But we happened to pass the Palazzo Bonaparte one day and saw there was a Munch exhibition there. Anguished Norwegian visits sunny Italy…why not?
The renovated palace wasn’t of much interest. But the exhibit contained an extraordinary collection of familiar and unfamiliar work, while presenting a superb investigation of Munch’s artistic power throughout his long life.
Woman:Sphinx, 1894 A symbolist rendering of the stages of life, with the young one to the left facing the future and the broad sweep of the seashore, the mature sexual woman in the middle, and the sad aging woman on the right, nearly encased in her dress and the space. The ambiguous male isolated and framed on the right, with a downcast or thoughtful posture but squiggles and slashes of color, seems to stand apart from the female life cycle.
Vampire, 1895. At this time, as Freud brought sexuality and desire into the foreground, the bohemian lifestyle of many artists also pulled sexuality and love out of the prurient dark. In a meme that Munch re-used again and again – in a range of media – this strange embrace stands out. It was a friend who used the term Vampire. But for Munch (who originally titled this “Love and Pain”) it expressed the power of women for danger and comfort, the needs and fragility of men, and also a mutual yin/yang embrace.
The Scream, 1895. This is a lithograph of his famous painting, with the disturbance that transforms the landscape perhaps even more striking. The only stability is the railing extending endlessly, but that also hems in the figure. Meanwhile, the figure’s distress is ignored and isolated from the receding figures in the back.
Kissing Couples in the Park, 1904. Munch often used the image of a kiss, where the figures are distinct but the faces seem to merge with each other, again with a yin-yang concept. It was an image of love, the merging of two people, and of the threat of losing oneself. Here the blobby colorful elements of the landscape enhance the energy and vitality to be found in these amorous couples.
The Death of Marat, 1907 Munch had a long turbulent affair with Tulla Larsen that ended with her attempted suicide and with a gunshot wound to his hand. Munch’s troubled mind about women, due to the attraction and psychic threat he felt with them, is evident here. In the painting, he echoes David’s famous painting of the killing of the revolutionary Marat by a woman. The emotional temperature is extreme with the two figures oriented in opposite directions, blood dripping on the sheets, and streaks of clashing paint across the canvas.
Bathing Man, 1918. In the early 1900s, Munch put himself in a sanatorium, sobered up, and found a new mental stability. He embraced the naturist movement of healthful seaside activity and living. In this painting, the main figure gingerly steps over rocks in order to merge into a landscape much more placid than Munch’s prior work, with brilliant sun-dappled colors. Many have seen a sense of rebirth from the end of World War 1 in this motif as well.
Digging Men with Horse and Cart, 1920 Munch saw the beauty in nature and how the manual labor of his countrymen fit harmoniously into it. Like van Gogh, the brushstrokes express the vitality of things out in the brilliant sun.

[Task instructions]:
A. In the Munch exhibition piece, can you reproduce the passage starting with "Kissing Couples in" and going on through "these amorous couples."?
B. What reason does the Munch exhibition piece give for Munch's troubled mind about women?

[Raw data]:
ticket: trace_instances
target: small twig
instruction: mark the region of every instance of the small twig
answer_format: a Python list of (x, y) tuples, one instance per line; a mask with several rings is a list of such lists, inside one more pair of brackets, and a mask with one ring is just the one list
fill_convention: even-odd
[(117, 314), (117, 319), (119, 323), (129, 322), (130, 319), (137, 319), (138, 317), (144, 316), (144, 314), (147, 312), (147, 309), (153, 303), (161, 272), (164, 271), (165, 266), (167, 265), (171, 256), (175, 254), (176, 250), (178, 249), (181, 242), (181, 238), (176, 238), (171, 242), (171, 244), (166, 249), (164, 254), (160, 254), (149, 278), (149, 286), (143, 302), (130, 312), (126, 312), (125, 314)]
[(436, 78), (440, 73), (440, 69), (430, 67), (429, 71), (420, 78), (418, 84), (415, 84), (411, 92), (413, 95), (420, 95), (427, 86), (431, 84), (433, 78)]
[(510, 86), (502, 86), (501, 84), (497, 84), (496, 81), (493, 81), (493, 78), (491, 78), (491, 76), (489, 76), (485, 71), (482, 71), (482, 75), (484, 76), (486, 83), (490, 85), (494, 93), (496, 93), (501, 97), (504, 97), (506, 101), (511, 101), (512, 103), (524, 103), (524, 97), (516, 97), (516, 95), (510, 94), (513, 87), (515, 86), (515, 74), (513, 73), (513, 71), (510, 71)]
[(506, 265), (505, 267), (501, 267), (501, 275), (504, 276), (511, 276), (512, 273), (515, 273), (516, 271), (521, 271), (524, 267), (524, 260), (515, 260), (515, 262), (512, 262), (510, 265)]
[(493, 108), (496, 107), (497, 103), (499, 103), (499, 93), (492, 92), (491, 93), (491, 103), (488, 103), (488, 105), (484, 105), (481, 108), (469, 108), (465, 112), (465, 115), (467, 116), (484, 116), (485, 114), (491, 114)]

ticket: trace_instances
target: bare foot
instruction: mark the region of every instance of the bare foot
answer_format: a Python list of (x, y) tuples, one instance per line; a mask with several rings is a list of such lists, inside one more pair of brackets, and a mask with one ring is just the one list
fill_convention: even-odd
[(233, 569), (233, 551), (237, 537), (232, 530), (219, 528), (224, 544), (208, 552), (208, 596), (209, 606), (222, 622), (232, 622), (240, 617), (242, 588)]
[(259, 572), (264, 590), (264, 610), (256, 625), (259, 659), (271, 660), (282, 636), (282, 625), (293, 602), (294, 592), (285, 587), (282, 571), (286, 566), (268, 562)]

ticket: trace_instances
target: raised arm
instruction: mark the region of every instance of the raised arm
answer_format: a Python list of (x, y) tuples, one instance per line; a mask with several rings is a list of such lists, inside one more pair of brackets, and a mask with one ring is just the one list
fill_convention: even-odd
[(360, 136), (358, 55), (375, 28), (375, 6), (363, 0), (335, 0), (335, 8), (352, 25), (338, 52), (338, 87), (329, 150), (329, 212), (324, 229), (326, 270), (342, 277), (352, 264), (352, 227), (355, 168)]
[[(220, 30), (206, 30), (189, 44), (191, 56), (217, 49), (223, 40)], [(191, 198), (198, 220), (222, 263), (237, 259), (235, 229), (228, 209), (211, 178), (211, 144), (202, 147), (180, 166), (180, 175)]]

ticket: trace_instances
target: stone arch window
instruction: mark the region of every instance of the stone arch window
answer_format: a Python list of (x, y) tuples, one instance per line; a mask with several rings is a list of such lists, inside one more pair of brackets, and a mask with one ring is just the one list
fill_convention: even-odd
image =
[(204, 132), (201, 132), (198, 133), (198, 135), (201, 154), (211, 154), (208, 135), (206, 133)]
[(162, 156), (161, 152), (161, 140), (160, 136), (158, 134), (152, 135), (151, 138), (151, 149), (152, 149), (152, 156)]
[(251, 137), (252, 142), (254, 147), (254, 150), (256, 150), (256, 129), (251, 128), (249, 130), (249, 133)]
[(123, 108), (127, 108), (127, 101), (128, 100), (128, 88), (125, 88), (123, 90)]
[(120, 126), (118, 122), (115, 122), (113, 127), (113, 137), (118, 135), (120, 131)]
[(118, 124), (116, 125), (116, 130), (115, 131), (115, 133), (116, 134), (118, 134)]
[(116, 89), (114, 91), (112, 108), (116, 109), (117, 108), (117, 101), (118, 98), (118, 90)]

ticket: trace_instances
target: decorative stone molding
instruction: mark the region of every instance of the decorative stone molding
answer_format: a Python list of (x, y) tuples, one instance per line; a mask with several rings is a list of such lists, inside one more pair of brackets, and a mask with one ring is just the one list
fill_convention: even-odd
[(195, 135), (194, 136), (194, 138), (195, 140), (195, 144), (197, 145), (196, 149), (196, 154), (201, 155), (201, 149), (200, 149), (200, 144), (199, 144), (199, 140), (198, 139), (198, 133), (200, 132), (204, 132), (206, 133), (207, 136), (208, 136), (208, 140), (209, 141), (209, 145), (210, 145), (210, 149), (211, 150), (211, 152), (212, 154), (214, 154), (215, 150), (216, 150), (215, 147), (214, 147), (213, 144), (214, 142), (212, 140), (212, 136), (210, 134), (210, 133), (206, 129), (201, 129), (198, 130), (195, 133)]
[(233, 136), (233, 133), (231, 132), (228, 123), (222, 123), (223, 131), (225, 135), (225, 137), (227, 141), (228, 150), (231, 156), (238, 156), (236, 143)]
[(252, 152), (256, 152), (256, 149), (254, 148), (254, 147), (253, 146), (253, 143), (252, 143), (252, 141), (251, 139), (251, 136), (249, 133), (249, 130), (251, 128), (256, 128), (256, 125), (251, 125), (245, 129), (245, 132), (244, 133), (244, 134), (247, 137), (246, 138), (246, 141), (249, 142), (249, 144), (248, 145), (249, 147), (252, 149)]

[Answers given]:
A.
Kissing Couples in the Park, 1904. Munch often used the image of a kiss, where the figures are distinct but the faces seem to merge with each other, again with a yin-yang concept. It was an image of love, the merging of two people, and of the threat of losing oneself. Here the blobby colorful elements of the landscape enhance the energy and vitality to be found in these amorous couples.

B. Munch's troubled mind about women came from the attraction and the psychic threat he felt with them.